■ Apply what you read ■
1: According to the passage on infectious models of neurological diseases, which neurons does Borna disease virus target?
2: Summarize the passage on infectious models of neurological diseases in two sentences.
3: Translate this sentence from the passage on infectious models of neurological diseases into Spanish: "The disease consists of an acute phase, characterized by CD4 and CD8 T-cell infiltration, and a chronic phase."

■ Study text ■
★ ★ ★ ★ ★ ★ ★

Infectious models of neurological diseases

Much of what is known about the role of viruses in neurodegeneration has been learnt from animal models (Table 3). These experimental diseases show that neuronal damage is often caused directly by viral infection, or by immune responses that occur in attempts to remove virus-infected cells. In the former case, for example, transgenic mice expressing genes of the human foamy virus develop severe neurodegeneration, indicating that such gene products are indeed neurotoxic.78

The impact of the immune response in neurodegeneration frequently involves cytotoxic T-cell-mediated lysis of neurons that express viral antigens in the context of MHC class I. An example is tick-borne encephalitis.79 Recent experimental studies indicate that CD8+ cells may well contribute to an immunopathological process leading to neuronal damage.80 Also, pathogenic antibodies may lead to neurodegeneration. The neuronal damage observed in the LP-BM5 murine leukaemia virus infection of mice is associated with the development of autoantibodies to the α-amino-3-hydroxy-5-methylisoxazole-4-propionic acid (AMPA) receptor.81 Another mouse model of viral-induced neuronal death is lymphocytic choriomeningitis virus (LCMV) infection. LCMV is a human pathogen that causes substantial injury to the developing brain, the disease which can be modelled in rats. In many cases, LCMV remains latent and only in the presence of an activated immune response does neuronal damage ensue.82 The neurovirulence of ecotropic murine retroviruses causes a spongiform neurodegenerative disease. This is a result of protein misfolding in experimental animals, similar to that observed in several human degenerative disorders.83 Likewise, infection with herpes simplex virus 1 (HSV-1) induces neurite damage and neuronal death. While the exact involvement of the immune response in this context is unclear, it has been suggested that neurodegeneration is caused by cytoskeletal disruption.84

Borna disease virus is a neurotropic virus that targets the neurons of the limbic system and is associated with behavioural abnormalities. The virus infects and induces disease in a wide range of animals and thus is a useful model for studying neurological disorders in humans.85 The disease consists of an acute phase, characterized by CD4 and CD8 T-cell infiltration, and a chronic phase. Neurological damage has been associated with immune damage and more recently has been suggested to result from the activation of microglia by astrocytes.

★ ★ ★ ★ ★ ★ ★

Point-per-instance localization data
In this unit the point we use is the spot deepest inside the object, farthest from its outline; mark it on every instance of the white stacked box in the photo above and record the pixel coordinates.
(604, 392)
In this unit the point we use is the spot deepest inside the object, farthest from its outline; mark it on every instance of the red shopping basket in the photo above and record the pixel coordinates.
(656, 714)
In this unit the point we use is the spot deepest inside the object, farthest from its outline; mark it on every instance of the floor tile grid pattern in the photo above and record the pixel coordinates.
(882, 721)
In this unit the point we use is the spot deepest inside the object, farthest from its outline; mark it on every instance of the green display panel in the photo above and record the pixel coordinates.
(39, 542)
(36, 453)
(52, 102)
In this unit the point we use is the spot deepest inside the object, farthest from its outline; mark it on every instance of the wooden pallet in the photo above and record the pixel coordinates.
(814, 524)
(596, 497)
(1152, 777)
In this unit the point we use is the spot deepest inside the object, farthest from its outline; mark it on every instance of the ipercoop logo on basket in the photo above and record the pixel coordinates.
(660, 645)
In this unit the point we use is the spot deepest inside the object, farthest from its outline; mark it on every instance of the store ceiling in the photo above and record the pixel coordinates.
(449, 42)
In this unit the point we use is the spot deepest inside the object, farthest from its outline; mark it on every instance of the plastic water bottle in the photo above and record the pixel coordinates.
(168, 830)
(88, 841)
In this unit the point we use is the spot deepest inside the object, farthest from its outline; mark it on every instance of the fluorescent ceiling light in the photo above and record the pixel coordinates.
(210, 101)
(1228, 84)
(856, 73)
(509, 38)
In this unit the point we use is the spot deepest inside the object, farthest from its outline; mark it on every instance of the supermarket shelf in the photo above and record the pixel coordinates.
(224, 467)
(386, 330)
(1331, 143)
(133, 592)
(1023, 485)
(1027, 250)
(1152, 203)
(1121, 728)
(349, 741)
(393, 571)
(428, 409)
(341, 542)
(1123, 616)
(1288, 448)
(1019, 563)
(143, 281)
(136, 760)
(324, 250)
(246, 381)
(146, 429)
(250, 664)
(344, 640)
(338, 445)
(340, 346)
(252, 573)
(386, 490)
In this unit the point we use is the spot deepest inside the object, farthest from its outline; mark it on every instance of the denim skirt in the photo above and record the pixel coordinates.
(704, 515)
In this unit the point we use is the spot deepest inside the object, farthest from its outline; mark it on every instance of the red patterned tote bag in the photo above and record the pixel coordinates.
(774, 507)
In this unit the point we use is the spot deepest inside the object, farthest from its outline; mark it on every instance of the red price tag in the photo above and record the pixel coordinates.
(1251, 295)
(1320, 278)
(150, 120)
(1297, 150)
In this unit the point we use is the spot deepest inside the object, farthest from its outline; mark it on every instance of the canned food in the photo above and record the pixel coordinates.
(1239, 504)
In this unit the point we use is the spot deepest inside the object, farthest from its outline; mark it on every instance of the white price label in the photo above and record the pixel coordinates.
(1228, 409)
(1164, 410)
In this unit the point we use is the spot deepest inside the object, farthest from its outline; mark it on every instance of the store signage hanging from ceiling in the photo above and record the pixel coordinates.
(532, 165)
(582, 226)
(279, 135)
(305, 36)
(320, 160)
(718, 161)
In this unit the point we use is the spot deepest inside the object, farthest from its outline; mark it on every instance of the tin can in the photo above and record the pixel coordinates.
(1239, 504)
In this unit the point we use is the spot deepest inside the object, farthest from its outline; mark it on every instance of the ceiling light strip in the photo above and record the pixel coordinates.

★ ★ ★ ★ ★ ★ ★

■ Answers in order ■
1: The neurons of the limbic system.

2: Animal models show that viral neurodegeneration is often caused directly by infection or by immune responses that try to remove virus-infected cells. The examples cited involve cytotoxic T-cell lysis, pathogenic autoantibodies, protein misfolding and possibly cytoskeletal disruption, and Borna disease virus is described as a useful model for human neurological disorders.

3: La enfermedad consta de una fase aguda, caracterizada por la infiltración de linfocitos T CD4 y CD8, y una fase crónica.